[Source data]
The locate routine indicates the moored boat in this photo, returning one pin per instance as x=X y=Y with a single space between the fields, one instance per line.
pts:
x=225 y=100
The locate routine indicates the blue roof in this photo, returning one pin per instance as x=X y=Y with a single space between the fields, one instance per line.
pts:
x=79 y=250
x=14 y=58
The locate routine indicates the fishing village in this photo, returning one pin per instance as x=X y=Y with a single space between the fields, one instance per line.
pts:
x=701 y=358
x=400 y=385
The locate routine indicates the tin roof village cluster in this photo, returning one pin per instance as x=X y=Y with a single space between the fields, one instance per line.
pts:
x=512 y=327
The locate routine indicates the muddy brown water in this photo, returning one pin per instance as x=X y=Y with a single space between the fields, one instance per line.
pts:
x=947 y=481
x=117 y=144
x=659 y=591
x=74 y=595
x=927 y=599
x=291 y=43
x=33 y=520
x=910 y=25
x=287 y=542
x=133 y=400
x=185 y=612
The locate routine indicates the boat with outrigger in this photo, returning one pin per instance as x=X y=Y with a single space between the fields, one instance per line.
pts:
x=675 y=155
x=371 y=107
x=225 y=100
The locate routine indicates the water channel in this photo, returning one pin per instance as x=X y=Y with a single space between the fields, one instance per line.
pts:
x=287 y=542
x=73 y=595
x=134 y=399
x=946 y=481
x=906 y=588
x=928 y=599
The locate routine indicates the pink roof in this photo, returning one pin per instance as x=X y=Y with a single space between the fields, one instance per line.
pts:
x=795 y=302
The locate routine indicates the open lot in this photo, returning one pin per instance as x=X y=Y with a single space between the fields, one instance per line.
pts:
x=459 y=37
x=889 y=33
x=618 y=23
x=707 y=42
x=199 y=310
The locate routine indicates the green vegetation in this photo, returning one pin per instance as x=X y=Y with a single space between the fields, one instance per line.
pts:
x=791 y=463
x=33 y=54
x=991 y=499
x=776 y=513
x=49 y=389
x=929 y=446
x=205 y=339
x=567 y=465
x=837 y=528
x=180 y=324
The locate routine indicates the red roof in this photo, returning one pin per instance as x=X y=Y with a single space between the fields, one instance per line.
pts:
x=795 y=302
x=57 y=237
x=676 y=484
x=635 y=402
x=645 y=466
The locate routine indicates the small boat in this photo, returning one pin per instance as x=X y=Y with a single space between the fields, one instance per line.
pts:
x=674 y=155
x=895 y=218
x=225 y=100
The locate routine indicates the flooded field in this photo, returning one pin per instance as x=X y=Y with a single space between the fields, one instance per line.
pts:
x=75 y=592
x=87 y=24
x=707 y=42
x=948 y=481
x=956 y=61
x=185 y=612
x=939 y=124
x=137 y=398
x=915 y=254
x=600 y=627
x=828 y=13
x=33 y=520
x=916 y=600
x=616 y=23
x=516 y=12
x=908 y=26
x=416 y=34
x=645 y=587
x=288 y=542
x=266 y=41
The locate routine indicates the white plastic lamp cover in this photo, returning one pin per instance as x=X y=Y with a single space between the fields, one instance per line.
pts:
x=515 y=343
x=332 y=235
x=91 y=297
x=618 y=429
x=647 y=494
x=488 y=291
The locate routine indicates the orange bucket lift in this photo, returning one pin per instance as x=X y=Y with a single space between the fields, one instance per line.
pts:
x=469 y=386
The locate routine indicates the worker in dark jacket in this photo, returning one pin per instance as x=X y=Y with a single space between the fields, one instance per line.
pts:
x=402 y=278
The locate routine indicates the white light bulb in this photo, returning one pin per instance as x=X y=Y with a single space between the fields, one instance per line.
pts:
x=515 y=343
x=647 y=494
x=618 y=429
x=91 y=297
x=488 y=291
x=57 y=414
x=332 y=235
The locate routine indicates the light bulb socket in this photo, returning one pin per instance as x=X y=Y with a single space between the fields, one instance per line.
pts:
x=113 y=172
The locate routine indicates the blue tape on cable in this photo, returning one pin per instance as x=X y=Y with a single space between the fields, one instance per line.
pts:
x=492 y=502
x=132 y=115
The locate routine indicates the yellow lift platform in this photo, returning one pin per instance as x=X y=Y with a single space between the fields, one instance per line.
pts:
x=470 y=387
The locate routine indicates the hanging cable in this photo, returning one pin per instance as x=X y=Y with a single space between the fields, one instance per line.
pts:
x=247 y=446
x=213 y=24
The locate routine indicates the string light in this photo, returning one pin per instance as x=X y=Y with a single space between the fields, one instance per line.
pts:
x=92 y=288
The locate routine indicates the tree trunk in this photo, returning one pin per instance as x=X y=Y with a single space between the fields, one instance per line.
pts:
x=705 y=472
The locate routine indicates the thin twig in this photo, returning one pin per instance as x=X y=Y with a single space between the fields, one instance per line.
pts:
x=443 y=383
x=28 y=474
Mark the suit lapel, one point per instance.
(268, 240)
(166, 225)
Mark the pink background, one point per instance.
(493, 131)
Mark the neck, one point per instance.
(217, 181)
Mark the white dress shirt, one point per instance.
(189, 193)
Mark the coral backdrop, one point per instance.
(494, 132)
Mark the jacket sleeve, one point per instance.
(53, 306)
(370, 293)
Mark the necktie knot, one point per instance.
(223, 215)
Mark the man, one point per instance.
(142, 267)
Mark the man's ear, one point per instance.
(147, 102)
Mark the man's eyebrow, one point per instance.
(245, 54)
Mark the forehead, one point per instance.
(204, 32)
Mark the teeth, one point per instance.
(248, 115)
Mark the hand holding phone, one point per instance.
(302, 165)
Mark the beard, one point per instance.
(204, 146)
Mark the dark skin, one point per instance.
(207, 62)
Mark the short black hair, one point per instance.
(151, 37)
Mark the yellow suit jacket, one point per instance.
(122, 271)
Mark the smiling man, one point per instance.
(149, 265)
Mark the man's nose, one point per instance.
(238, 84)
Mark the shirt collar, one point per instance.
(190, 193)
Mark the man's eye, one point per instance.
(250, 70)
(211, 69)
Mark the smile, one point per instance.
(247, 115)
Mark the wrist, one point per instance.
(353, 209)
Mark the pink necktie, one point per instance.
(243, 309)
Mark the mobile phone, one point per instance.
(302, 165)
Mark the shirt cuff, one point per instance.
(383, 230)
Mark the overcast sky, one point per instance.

● Direction
Copy the material above, starting with the line that contains "The locate routine indicates the fishing" and going on through the line that contains "x=928 y=599". Increase every coordinate value in the answers by 132, and leave all other lines unchanged.

● Answer below
The locate routine indicates the fishing village in this photo, returning one pin per instance as x=X y=Y with a single space between the fields, one instance per line.
pts:
x=833 y=490
x=532 y=517
The locate routine indicates the tin roof village cluster in this photo, returning one pin per instance as x=X y=Y with a single space between the fields, one instance per line.
pts:
x=644 y=459
The locate routine indicates the muddy brown water in this photo, returning one pin per instance as x=X y=Y with a single space between the fields, one instance per line.
pts:
x=1079 y=613
x=249 y=276
x=791 y=723
x=206 y=727
x=1059 y=731
x=423 y=175
x=165 y=652
x=1042 y=157
x=419 y=674
x=265 y=532
x=317 y=744
The locate routine indicates the boat with outrigger in this photo, returning one pin per instance as x=X y=Y with a single space between the fields, one instance per line.
pts:
x=807 y=287
x=503 y=239
x=357 y=232
The locate routine indicates the water channel in this photo, returning one pin per instance as x=X y=Y with a single space between the fields, one instance per line.
pts:
x=419 y=674
x=205 y=727
x=266 y=531
x=1078 y=613
x=1038 y=720
x=1060 y=731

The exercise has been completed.